*EXCERPTED RECORDS*:

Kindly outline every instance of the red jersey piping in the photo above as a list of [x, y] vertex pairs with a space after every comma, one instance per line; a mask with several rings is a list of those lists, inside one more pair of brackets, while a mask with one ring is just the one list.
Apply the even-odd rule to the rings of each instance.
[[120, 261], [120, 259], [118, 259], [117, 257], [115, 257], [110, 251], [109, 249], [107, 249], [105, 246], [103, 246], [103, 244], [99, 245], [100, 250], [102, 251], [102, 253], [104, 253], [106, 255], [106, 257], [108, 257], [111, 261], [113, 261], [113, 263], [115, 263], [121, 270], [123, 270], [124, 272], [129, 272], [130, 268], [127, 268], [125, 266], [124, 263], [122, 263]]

---

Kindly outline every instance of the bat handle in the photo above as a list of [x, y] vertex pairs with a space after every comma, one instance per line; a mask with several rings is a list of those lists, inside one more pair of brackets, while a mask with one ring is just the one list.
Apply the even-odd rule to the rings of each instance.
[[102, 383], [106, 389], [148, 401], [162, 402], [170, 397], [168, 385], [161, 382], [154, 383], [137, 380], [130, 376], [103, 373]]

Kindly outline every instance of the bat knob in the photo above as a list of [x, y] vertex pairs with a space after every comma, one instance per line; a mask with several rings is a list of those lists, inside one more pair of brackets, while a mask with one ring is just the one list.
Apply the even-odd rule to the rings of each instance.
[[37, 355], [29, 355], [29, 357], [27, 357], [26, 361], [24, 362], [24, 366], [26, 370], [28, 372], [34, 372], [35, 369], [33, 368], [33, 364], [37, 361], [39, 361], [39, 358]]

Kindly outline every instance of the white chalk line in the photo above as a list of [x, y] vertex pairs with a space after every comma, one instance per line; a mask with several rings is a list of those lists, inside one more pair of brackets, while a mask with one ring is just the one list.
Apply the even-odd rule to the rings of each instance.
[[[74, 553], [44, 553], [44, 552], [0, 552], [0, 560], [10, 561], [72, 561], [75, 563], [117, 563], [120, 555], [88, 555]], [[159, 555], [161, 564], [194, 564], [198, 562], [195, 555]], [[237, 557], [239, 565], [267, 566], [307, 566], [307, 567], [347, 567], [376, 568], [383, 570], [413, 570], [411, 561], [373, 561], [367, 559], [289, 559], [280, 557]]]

*EXERCISE DETAILS*:
Quote the listing above, but only from the line that shows "Kindly outline every instance of the bat handle" through the line that shows "Kindly outline every instance of the bat knob".

*SOLUTION TO THIS TASK*:
Kindly outline every instance of the bat handle in the photo above as a list of [x, y] vertex pairs with a space after every comma, one instance per line; a mask with several rings is a list of those lists, inside one more pair of brackets, while a mask with one ring is just the one list.
Apply the even-odd rule to the rings of each instance.
[[102, 383], [106, 389], [148, 401], [162, 402], [170, 397], [168, 385], [161, 382], [154, 383], [137, 380], [130, 376], [103, 373]]

Kindly outline every instance of the bat knob in the photo above as a list of [x, y] vertex pairs with a space after every comma, one instance per line; a mask with several rings is a list of those lists, inside one more pair of brackets, while a mask with one ring is just the one list.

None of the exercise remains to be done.